Graciliano Ramos

Graciliano Ramos — o mestre prosador da geração de 30
Graciliano Ramos — o mestre prosador da geração de 30

Falar sobre esse grande mestre é, sem dúvida, uma grande honra. Mas antes disso, é preciso voltar um pouco na história, com vistas a compreender o contexto histórico-político que norteou o cenário nacional da época de 1930. Refere-se, pois, à segunda geração modernista.

Dessa forma, houve a primeira geração, cujo foco esteve voltado para o resgate de uma literatura autenticamente nacionalista, mas longe de ser comparada àquela manifestada na era romântica, ainda que a ideologia fosse a mesma. O fato é que, enquanto para os românticos a forma de se manifestar se pautava pelo instinto egocêntrico, as ideias pregadas pelo Modernismo se revelaram por deixar claro o sentimento de que era necessário revelar as faces ocultas do panorama brasileiro.

E foi assim que fizeram os representantes da geração de 30, segunda geração modernista, cuja preocupação foi um pouco além, no sentido de fazer uma arte voltada, única e simplesmente, para as questões sociais. Para tanto, o regionalismo, sobretudo aquele focalizado na região nordestina, revelou-se como a palavra de ordem do momento em questão. Prova disso é que a maioria dos representantes de tal geração era do Nordeste, tais como o autor do qual falamos (Graciliano), Rachel de Queiroz, José Lins do Rego, Jorge Amado e José Américo de Almeida.

Norteado por tais instintos ideológicos, Graciliano Ramos foi considerado um autêntico prosador regionalista, visto que, diferentemente dos demais representantes, ele imprimiu a todos os discursos que criou, digamos assim, a cara do Nordeste brasileiro, enfatizando não só a problemática do homem como produto do meio em que vive, mas, sobretudo, a luta desse homem na tentativa de compreender a si mesmo, bem como às questões voltadas para o meio no qual vive.

#####

**OBJETIVO A**: Conte quantas linhas das entradas trazem a palavra "Your" e responda apenas com o número.

#####

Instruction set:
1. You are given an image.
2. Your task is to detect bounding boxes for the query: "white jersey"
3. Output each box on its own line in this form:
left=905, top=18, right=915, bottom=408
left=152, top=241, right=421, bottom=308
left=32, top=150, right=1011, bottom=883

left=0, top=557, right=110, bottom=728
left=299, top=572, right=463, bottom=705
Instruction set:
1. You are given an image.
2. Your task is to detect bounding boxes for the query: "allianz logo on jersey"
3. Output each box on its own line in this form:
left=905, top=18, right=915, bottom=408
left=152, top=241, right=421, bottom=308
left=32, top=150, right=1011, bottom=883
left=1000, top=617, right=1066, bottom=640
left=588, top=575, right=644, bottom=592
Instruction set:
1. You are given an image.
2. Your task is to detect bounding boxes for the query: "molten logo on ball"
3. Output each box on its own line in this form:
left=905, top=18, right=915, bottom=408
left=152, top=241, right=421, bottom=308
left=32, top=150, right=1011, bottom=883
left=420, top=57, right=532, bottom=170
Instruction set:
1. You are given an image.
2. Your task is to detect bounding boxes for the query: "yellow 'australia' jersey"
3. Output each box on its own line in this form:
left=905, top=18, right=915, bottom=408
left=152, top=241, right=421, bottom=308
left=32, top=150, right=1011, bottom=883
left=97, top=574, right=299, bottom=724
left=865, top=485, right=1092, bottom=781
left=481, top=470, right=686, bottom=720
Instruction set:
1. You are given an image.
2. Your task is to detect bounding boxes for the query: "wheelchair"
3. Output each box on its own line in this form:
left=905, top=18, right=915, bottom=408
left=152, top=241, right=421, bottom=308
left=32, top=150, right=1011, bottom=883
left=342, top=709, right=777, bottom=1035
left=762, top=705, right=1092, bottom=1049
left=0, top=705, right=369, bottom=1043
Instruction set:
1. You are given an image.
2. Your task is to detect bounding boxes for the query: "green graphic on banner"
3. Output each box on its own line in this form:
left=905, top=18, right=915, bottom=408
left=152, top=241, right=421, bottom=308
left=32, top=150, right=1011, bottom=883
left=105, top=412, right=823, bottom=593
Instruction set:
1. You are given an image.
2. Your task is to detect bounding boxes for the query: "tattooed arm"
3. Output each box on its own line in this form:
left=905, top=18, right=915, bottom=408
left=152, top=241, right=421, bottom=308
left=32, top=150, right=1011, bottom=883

#####

**OBJETIVO B**: Dê continuidade ao texto sobre Graciliano Ramos a partir do ponto em que ele para.

**RESULTADO DA TAREFA A**: 7

**RESULTADO DA TAREFA B**:
Em um de seus célebres romances, Vidas Secas, o autor, de uma forma irreverente e irônica, pontua de forma magistral essas questões, criando personagens cujos nomes atuam como uma espécie de “aberração”, tudo em nome da própria intenção, obviamente. Observe um trecho referente à obra em questão e constate algumas evidências:   

“A cachorra Baleia estava para morrer. Tinha emagrecido, o pêlo caíra em vários pontos, as costelas avultavam num fundo róseo, onde manchas escuras supuravam e sangravam, cobertas de moscas. As chagas da boca e a inchação dos beiços dificultavam-lhe a comida e a bebida. (...) Então Fabiano resolveu matá-la. Foi buscar a espingarda de pederneira, lixou-a, limpou-a com o saca-trapo e fez tenção de carregá-la bem para a cachorra não sofrer muito. Sinhá Vitória fechou-se na camarinha, rebocando os meninos assustados, que adivinhavam desgraça e não se cansavam de repetir a mesma pergunta: – Vão bulir com a Baleia? (...) Baleia queria dormir. Acordaria feliz, num mundo cheio de preás. E lamberia as mãos de Fabiano, um Fabiano enorme.”   
             Trecho extraído do romance “Vidas Secas”.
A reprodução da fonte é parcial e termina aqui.